#### [Goal of the exercise]
Tally the lines in the items that contain the word "Query", and give only that number.
[START OF Provided records]
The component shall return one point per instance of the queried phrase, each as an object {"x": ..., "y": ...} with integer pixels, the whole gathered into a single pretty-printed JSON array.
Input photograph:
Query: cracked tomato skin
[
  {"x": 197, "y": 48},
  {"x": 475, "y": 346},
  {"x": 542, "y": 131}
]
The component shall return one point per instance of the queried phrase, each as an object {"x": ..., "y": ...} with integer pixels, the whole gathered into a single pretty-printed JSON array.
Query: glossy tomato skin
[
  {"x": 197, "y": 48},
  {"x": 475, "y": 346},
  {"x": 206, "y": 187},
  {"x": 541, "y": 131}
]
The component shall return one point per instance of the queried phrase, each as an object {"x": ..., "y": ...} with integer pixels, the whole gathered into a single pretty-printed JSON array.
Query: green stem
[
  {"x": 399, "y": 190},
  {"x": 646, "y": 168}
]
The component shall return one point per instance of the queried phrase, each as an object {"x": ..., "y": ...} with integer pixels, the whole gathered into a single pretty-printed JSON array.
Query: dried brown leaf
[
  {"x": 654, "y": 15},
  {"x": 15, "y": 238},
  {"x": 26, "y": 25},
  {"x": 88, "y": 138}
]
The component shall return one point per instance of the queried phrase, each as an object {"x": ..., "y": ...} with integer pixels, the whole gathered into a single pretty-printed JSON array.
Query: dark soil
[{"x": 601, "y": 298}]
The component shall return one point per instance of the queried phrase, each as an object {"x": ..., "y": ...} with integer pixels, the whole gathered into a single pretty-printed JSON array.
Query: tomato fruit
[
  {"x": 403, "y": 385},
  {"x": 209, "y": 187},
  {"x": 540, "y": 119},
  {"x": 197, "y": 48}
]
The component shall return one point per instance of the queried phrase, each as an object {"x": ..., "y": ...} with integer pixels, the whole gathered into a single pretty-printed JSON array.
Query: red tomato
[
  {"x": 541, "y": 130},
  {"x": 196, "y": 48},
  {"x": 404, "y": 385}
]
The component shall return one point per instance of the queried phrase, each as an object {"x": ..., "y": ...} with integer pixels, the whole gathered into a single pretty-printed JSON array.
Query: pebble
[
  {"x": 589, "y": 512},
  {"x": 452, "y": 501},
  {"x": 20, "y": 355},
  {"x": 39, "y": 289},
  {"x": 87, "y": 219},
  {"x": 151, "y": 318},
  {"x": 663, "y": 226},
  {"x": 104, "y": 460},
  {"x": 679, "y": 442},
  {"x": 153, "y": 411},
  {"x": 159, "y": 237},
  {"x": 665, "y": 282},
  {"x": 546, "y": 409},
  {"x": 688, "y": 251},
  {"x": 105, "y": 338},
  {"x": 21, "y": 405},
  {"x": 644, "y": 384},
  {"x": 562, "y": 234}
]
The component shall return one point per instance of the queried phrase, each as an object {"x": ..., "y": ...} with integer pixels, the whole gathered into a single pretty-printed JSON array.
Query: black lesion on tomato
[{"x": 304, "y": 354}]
[END OF Provided records]
#### [Response]
9